The Decision
I have been a patient at the National Institutes of Health, or NIH, (yes, I know Dr. Fauci) for 4 years. At our very first meeting, they told us that bone marrow transplants for patients with severe immune disorders have become an important tool in advancing the life expectancies of these patients. I had known this before but it was the first time a doctor had suggested it might be a viable option for me.
A year later, my brother had been tested and confirmed as a full, 10/10 match and transplant was scheduled for the end of April 2018. But in March, right before we began pre-transplant testing, I read a new study about bone marrow transplants in patients with my disease, STAT1 GOF. It was the only known study of Stat1 and bone marrow transplants at the time. Out of about 20 patients, only 40% survived, and life was hell for them, with patients requiring hospitalizations for months. If I were to transplant, my parents and I would move to DC for 6 months. I'd be inpatient for a lot of that time.
Reading that study put me off the idea, entirely. I asked to postpone the transplant. That was 2018.
And since that day, I have wrestled with this decision--to transplant or not. I met with the bone marrow team, and then the new bone marrow team, and we discussed it endlessly. My therapist has heard about it even more than my failed Tinder dates. I've even asked a magic 8 ball, but no one can truly tell me what I need to know, which is as follows:
How much time do I have left if I don’t do the transplant? Will this transplant save me or will all the chemo and inevitable infection and Graft Vs Host Disease kill me?
The fact is, no one knows. My disease is rare and awful, and the number of patients is scarce. There are only a few clinical studies; my case is written about in almost all of them. (Thanks, NIH!) No one truly knows how long you can live with this disease, but many people die in childhood.
And for me, everything has gotten worse with time, suggesting this disease is aggressive and progressive.
Since 2018, I have been on so many antifungal drugs that I lost count. When the drugs stop working, I get candida in my esophagus. It causes a fungal build up and I can’t swallow or when it's really bad, barely breathe. It’s always incredibly painful and requires hospitalization. Other things usually go wrong--my kidneys, my lungs, my heart fills with fluid. It’s awful, and shitty. The pain is so bad that I have become dependent on Dilaudid when I’m infected. It is an emotional and physical prison I don't wish on anyone.
There are only a few antifungals and oftentimes, the fungus growing inside me becomes resistant to certain drugs. My doctors biopsy the fungus while I’m sedated during an endoscopy. Then they test for resistance. I have built up resistance to almost every single drug.

◆ Provided records:

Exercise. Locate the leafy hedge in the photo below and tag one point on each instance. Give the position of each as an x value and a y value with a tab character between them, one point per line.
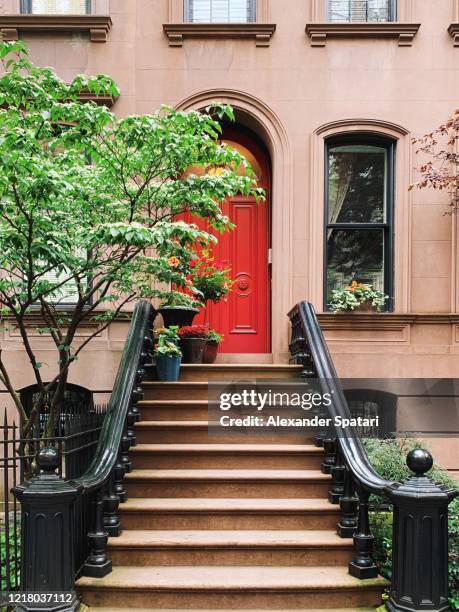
388	457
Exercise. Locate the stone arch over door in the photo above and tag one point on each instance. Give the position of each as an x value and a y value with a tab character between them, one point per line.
254	114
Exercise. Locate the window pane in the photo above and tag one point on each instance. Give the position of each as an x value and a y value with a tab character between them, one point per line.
357	184
359	10
355	255
220	11
61	7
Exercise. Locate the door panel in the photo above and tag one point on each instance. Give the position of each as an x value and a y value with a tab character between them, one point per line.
243	318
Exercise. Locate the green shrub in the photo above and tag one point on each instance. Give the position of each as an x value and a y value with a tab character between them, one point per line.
388	457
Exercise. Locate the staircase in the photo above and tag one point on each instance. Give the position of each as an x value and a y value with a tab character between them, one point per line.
215	524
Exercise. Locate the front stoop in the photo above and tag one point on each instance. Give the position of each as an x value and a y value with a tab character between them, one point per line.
227	523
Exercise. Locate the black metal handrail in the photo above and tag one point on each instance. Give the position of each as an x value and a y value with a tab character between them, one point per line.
87	505
324	369
120	400
420	506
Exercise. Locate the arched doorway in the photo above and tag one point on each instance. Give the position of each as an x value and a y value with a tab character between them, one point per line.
244	317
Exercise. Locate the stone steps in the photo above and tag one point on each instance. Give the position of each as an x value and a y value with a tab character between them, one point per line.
216	588
228	513
227	483
226	456
238	548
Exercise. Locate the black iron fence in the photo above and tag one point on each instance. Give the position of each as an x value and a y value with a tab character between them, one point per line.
77	436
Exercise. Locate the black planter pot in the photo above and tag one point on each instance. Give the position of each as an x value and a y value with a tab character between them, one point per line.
192	349
178	315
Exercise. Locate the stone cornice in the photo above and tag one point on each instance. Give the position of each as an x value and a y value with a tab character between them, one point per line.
260	32
320	32
98	26
383	321
453	31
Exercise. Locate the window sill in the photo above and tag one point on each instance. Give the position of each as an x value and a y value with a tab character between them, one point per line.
453	31
97	25
320	32
100	99
260	32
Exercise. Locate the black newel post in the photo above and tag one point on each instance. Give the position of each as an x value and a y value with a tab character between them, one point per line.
420	540
48	505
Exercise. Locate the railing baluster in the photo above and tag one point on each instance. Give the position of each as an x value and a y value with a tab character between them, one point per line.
363	566
349	504
337	472
97	564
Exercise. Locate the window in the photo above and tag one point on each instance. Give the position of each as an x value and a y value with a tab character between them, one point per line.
361	10
359	212
219	11
56	7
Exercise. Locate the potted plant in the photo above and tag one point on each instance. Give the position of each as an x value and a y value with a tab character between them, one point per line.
213	339
168	357
178	309
192	341
357	297
168	333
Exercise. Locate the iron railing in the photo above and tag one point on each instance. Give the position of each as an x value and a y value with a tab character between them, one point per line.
76	438
75	495
420	507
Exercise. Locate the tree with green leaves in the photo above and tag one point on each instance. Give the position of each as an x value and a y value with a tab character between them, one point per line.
89	207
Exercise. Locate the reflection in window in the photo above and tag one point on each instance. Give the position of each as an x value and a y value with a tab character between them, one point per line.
220	11
56	7
361	10
359	214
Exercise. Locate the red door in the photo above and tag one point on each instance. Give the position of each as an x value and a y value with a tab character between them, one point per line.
243	318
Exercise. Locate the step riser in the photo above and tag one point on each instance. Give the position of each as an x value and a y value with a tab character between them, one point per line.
226	489
230	600
196	435
175	393
210	557
224	461
149	520
174	413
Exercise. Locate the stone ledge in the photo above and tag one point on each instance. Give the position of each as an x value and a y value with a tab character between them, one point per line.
98	26
320	32
260	32
453	31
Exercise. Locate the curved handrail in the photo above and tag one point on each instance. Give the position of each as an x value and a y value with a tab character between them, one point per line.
352	449
112	430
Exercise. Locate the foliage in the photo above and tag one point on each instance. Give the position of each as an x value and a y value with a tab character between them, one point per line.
388	457
193	331
177	298
354	295
117	187
12	553
211	280
168	333
213	336
166	348
441	170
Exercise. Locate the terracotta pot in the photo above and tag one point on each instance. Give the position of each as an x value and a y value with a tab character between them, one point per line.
192	349
210	352
178	315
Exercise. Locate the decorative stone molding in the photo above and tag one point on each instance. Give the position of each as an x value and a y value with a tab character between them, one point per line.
98	26
260	32
453	31
319	32
402	204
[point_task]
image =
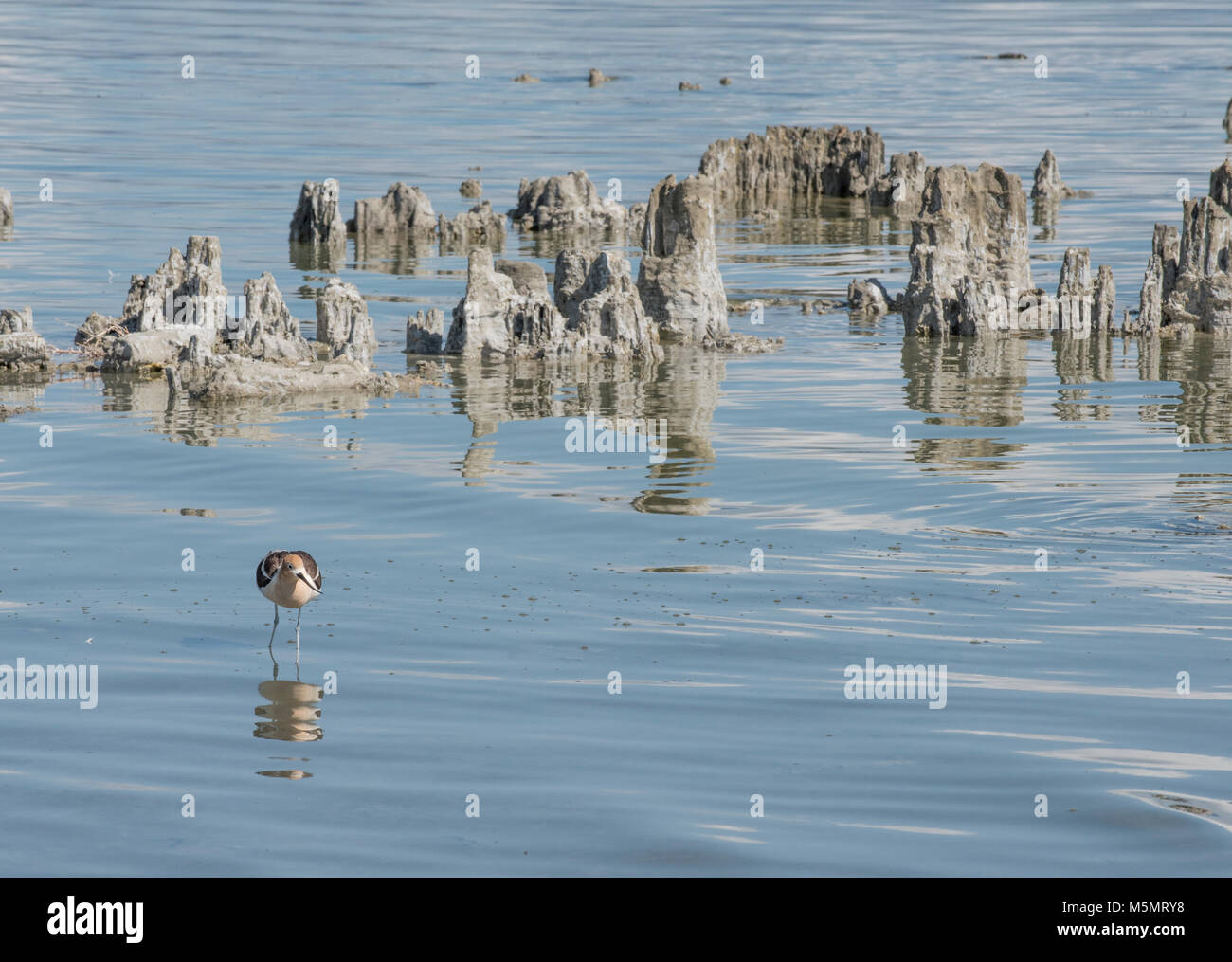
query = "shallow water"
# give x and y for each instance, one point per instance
(496, 681)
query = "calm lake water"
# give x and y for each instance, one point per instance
(494, 682)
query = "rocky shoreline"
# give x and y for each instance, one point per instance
(969, 272)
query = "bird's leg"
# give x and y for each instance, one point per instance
(271, 642)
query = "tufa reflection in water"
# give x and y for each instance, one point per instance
(681, 391)
(291, 712)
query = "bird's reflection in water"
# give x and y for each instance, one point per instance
(291, 715)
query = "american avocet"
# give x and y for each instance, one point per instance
(291, 579)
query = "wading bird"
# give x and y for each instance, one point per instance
(290, 579)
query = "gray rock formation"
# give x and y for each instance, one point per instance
(1194, 283)
(679, 281)
(318, 218)
(1150, 299)
(479, 227)
(1103, 317)
(267, 332)
(233, 377)
(21, 348)
(426, 334)
(403, 210)
(529, 279)
(785, 161)
(1076, 293)
(16, 320)
(343, 323)
(568, 202)
(184, 296)
(969, 254)
(636, 221)
(1048, 185)
(867, 297)
(494, 319)
(596, 295)
(596, 312)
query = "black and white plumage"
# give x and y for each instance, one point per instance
(290, 579)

◆ About this exercise: Pick up the essay about deciding on a bone marrow transplant right after its last sentence and keep writing it.

◆ Expected answer:
Right now I’m on two particular antifungals. One requires daily IV infusions at the hospital delivered by people wearing Hazmat suits, which was comforting knowing that they were about to inject that poison into my veins. These drugs, plus a drug for RA, are working together but it is a temporary calm. We have, once again, put the transplant back on the books.
A part of me wonders if I’m courting death and suffering. I recently had gallbladder surgery where it felt like everything went wrong, and I knew I had nothing to do with it. But choosing to do this transplant, instead of waiting for the drugs to fail and for us to have to do it at gunpoint, makes me feel like this pain and suffering will be my choice.
It’ll be my fault that my dog has to live somewhere else. That my parents and I move to DC for 6 months. My fault my mom has to either quit her job or take unpaid leave. It’ll be my fault that the kids don’t see their grandparents, or me, for a very long time. My fault we waste a bunch of money on rent. It'll be all my fucking fault that my brother has to have 27 holes drilled into his hip to exctract the marrow, and my fault he'll spend the night in the hospital and will experience serious physical pain.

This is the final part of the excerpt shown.